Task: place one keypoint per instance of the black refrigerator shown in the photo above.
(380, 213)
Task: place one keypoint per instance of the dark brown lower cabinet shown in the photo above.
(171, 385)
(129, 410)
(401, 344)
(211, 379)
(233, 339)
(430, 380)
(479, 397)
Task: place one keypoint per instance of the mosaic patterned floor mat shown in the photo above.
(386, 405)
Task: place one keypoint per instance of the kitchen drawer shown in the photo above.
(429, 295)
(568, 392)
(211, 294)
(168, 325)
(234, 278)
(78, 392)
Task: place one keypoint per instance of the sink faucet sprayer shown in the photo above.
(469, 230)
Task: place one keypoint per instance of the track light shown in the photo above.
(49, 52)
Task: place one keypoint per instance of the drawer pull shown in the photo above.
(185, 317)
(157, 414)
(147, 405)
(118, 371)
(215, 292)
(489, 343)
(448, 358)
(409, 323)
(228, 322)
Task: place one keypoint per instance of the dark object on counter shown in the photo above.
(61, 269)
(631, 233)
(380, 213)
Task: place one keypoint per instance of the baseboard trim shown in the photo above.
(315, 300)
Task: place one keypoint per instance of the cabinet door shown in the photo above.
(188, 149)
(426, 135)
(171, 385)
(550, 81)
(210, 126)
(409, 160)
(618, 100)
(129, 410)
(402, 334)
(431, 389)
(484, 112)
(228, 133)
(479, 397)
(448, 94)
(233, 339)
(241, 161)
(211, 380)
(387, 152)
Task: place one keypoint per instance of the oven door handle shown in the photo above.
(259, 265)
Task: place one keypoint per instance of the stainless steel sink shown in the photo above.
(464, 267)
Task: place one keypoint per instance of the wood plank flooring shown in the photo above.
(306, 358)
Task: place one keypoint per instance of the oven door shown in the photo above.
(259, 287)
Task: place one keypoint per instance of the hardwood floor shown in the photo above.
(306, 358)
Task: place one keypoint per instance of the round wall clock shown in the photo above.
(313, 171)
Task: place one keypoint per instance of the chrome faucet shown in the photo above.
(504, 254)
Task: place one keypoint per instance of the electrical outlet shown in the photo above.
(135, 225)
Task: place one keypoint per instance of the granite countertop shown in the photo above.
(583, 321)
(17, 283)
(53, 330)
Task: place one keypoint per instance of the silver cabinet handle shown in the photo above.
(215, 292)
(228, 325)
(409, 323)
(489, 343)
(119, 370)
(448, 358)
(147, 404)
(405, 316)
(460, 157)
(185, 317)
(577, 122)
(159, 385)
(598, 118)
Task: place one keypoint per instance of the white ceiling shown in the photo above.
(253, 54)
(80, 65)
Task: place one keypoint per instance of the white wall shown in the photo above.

◆ Consegna ◆
Trasforma tutte le righe dei dati qui sopra in un elenco numerato, omettendo le righe vuote.

◆ Soluzione ◆
1. Task: place one keypoint per instance of the black refrigerator shown in the photo above.
2. (380, 213)
3. Task: place one keypoint per instance of the dark brown lower cabinet shown in the photo above.
4. (171, 385)
5. (129, 410)
6. (401, 344)
7. (211, 379)
8. (233, 339)
9. (430, 380)
10. (479, 397)
11. Task: place one keypoint per instance of the mosaic patterned floor mat shown in the photo above.
12. (386, 405)
13. Task: place one keypoint per instance of the kitchen drawer shown in the photo above.
14. (429, 295)
15. (568, 392)
16. (211, 294)
17. (168, 325)
18. (234, 278)
19. (78, 392)
20. Task: place one keypoint per instance of the sink faucet sprayer shown in the photo above.
21. (469, 230)
22. Task: place one keypoint per instance of the track light shown in the photo above.
23. (49, 52)
24. Task: place one keypoint per instance of the drawer pull shown in the photo above.
25. (185, 317)
26. (157, 414)
27. (147, 405)
28. (118, 371)
29. (215, 292)
30. (489, 343)
31. (448, 358)
32. (409, 323)
33. (228, 322)
34. Task: place one keypoint per instance of the dark object on counter shown in the photo above.
35. (61, 269)
36. (631, 233)
37. (380, 213)
38. Task: place one keypoint per instance of the baseboard trim shown in the photo above.
39. (315, 300)
40. Task: place one keypoint per instance of the cabinet door shown in the photo above.
41. (188, 149)
42. (426, 135)
43. (171, 385)
44. (550, 81)
45. (210, 126)
46. (409, 160)
47. (618, 100)
48. (129, 410)
49. (402, 334)
50. (431, 389)
51. (484, 112)
52. (228, 133)
53. (479, 397)
54. (448, 94)
55. (233, 339)
56. (241, 161)
57. (211, 380)
58. (387, 152)
59. Task: place one keypoint per instance of the oven door handle shown in the photo above.
60. (259, 265)
61. Task: place one keypoint per instance of the stainless steel sink shown in the photo above.
62. (464, 267)
63. Task: place one keypoint per instance of the wood plank flooring shown in the photo above.
64. (306, 358)
65. Task: place one keypoint per instance of the oven door shown in the photo above.
66. (259, 287)
67. Task: place one keypoint per instance of the hardwood floor shown in the photo above.
68. (306, 358)
69. Task: place one keypoint per instance of the round wall clock shown in the photo above.
70. (313, 171)
71. Task: place one keypoint per instance of the chrome faucet shown in the photo above.
72. (504, 254)
73. Task: place one keypoint per instance of the electrical outlet shown in the photo above.
74. (135, 225)
75. Task: place one keypoint per instance of the granite countertop shown in the photo above.
76. (583, 321)
77. (17, 283)
78. (53, 330)
79. Task: place one keypoint per instance of the silver cabinet handle shown in the photo above.
80. (215, 292)
81. (228, 325)
82. (409, 323)
83. (489, 343)
84. (119, 370)
85. (448, 358)
86. (147, 404)
87. (405, 316)
88. (460, 157)
89. (185, 317)
90. (577, 122)
91. (159, 385)
92. (598, 118)
93. Task: place one keypoint per instance of the white ceiling shown in the photo above.
94. (253, 54)
95. (80, 65)
96. Task: place one keypoint per instance of the white wall shown in the photo above.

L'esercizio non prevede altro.